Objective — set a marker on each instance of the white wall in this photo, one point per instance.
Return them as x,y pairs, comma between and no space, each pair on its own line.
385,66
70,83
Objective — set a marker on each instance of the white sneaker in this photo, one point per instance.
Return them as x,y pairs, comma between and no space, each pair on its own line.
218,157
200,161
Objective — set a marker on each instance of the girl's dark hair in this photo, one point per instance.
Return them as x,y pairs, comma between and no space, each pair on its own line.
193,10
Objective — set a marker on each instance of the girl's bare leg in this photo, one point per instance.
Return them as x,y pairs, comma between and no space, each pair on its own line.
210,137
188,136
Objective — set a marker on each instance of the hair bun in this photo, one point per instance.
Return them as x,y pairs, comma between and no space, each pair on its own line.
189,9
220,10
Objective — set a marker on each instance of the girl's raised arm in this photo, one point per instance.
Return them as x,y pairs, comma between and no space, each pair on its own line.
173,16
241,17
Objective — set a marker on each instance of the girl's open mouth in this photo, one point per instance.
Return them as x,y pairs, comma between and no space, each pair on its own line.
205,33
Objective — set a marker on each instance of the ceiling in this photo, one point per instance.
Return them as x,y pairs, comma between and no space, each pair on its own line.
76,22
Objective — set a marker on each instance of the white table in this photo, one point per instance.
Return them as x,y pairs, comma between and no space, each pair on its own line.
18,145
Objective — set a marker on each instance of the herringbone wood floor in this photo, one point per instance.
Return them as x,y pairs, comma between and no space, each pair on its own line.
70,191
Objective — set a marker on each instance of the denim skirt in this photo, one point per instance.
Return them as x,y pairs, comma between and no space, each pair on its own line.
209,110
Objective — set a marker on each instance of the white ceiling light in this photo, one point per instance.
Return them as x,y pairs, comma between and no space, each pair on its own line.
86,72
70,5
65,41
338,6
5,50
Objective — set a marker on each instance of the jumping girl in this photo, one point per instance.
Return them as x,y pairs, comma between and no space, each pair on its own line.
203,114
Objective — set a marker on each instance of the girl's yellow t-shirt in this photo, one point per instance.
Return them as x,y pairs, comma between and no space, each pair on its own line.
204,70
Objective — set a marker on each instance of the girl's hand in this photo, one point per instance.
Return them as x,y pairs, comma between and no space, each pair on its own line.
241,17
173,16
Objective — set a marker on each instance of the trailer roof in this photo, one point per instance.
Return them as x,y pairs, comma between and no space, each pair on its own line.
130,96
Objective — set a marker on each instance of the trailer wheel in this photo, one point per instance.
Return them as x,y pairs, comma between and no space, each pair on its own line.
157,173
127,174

━━━━━━━━━━━━━━━━━━━━

§ Problem statement: Wherever the string "trailer" appears in a line of the records above, copy that line.

§ Solved exercise:
Objective — set a marker on each instance of the trailer roof in this photo, one point per instance.
Objective — set a marker on each instance of the trailer wheel in this photo, one point per instance.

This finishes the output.